Pointing data excerpts:
★ ★ ★ ★ ★

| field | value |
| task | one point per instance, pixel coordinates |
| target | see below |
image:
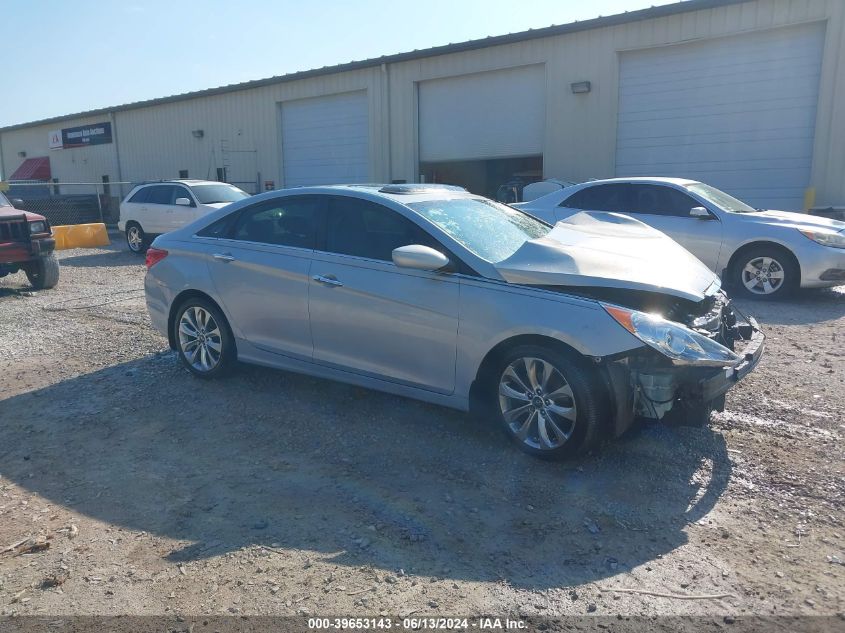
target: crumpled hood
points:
(609, 250)
(798, 220)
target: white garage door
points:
(738, 113)
(325, 140)
(497, 114)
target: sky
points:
(66, 56)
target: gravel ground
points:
(272, 493)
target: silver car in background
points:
(560, 334)
(762, 254)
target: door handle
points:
(329, 280)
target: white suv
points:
(154, 208)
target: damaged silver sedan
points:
(562, 335)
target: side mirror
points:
(419, 257)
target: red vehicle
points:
(27, 244)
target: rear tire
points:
(203, 338)
(136, 239)
(765, 273)
(551, 406)
(43, 273)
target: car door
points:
(668, 209)
(260, 268)
(177, 215)
(154, 218)
(372, 317)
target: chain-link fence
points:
(70, 202)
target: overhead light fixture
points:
(581, 87)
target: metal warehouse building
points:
(748, 95)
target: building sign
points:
(55, 139)
(82, 136)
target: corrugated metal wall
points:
(83, 164)
(580, 129)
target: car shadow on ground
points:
(825, 304)
(353, 476)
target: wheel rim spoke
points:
(558, 431)
(512, 414)
(510, 372)
(564, 391)
(525, 429)
(543, 431)
(200, 339)
(531, 372)
(751, 284)
(567, 413)
(509, 392)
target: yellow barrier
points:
(80, 236)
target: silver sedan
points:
(761, 253)
(562, 335)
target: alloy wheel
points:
(134, 238)
(537, 403)
(200, 339)
(763, 276)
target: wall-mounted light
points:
(581, 87)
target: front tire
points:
(551, 406)
(136, 239)
(203, 338)
(43, 273)
(766, 272)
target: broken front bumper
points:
(647, 386)
(717, 385)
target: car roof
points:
(643, 179)
(181, 181)
(404, 193)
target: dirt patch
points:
(273, 493)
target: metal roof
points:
(683, 6)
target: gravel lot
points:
(273, 493)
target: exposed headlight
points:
(673, 340)
(825, 237)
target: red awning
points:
(33, 169)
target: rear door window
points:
(288, 221)
(160, 194)
(600, 198)
(661, 200)
(366, 229)
(140, 195)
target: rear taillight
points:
(154, 256)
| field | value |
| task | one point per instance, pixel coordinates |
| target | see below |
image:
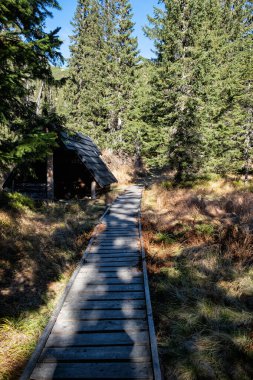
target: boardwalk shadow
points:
(102, 331)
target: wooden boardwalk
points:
(104, 327)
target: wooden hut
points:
(74, 169)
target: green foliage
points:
(102, 71)
(163, 237)
(204, 229)
(201, 88)
(25, 54)
(167, 185)
(16, 201)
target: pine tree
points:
(85, 89)
(232, 137)
(201, 87)
(122, 60)
(178, 85)
(25, 54)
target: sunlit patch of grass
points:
(202, 295)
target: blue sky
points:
(141, 8)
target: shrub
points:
(167, 185)
(16, 201)
(163, 237)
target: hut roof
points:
(89, 154)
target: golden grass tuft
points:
(199, 246)
(121, 166)
(39, 251)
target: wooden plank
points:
(111, 259)
(113, 250)
(114, 255)
(111, 269)
(101, 339)
(120, 264)
(46, 371)
(121, 274)
(100, 304)
(74, 354)
(96, 315)
(153, 342)
(107, 281)
(106, 296)
(73, 327)
(108, 288)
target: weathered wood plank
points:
(122, 264)
(96, 315)
(74, 354)
(107, 281)
(121, 274)
(47, 371)
(107, 288)
(106, 296)
(102, 329)
(127, 337)
(73, 327)
(111, 259)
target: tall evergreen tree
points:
(86, 87)
(25, 54)
(179, 82)
(122, 55)
(199, 82)
(102, 69)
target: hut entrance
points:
(30, 180)
(71, 178)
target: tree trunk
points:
(50, 177)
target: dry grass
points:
(39, 251)
(200, 254)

★ ★ ★ ★ ★

● **TASK DESCRIPTION**
Format the lines of the data as a Markdown table with columns "Row" and "Line", starting with the line that contains "target: hut roof" and continuing through the end of the data. Leave out blank lines.

● **FINAL ANSWER**
| Row | Line |
|---|---|
| 1 | target: hut roof |
| 2 | points: |
| 3 | (89, 154) |
| 4 | target: golden grass tuft |
| 5 | points: |
| 6 | (199, 246) |
| 7 | (121, 166) |
| 8 | (39, 251) |
| 9 | target: wooden plank |
| 10 | points: |
| 11 | (111, 259) |
| 12 | (113, 250) |
| 13 | (114, 255) |
| 14 | (111, 269) |
| 15 | (101, 339) |
| 16 | (120, 264) |
| 17 | (46, 371) |
| 18 | (121, 274) |
| 19 | (100, 304) |
| 20 | (74, 354) |
| 21 | (96, 315) |
| 22 | (153, 342) |
| 23 | (107, 281) |
| 24 | (106, 296) |
| 25 | (73, 327) |
| 26 | (108, 288) |
| 27 | target: weathered wood plank |
| 28 | points: |
| 29 | (122, 264) |
| 30 | (96, 315) |
| 31 | (74, 354) |
| 32 | (107, 281) |
| 33 | (121, 274) |
| 34 | (47, 371) |
| 35 | (107, 288) |
| 36 | (106, 296) |
| 37 | (102, 329) |
| 38 | (127, 337) |
| 39 | (73, 327) |
| 40 | (111, 259) |
| 41 | target: tall evergreen tree |
| 42 | points: |
| 43 | (86, 87) |
| 44 | (25, 54) |
| 45 | (179, 82) |
| 46 | (122, 55) |
| 47 | (199, 82) |
| 48 | (102, 69) |
| 49 | target: hut entrance |
| 50 | points: |
| 51 | (30, 180) |
| 52 | (71, 178) |
| 53 | target: tree trunk |
| 54 | points: |
| 55 | (50, 177) |
| 56 | target: dry grass |
| 57 | points: |
| 58 | (39, 251) |
| 59 | (200, 254) |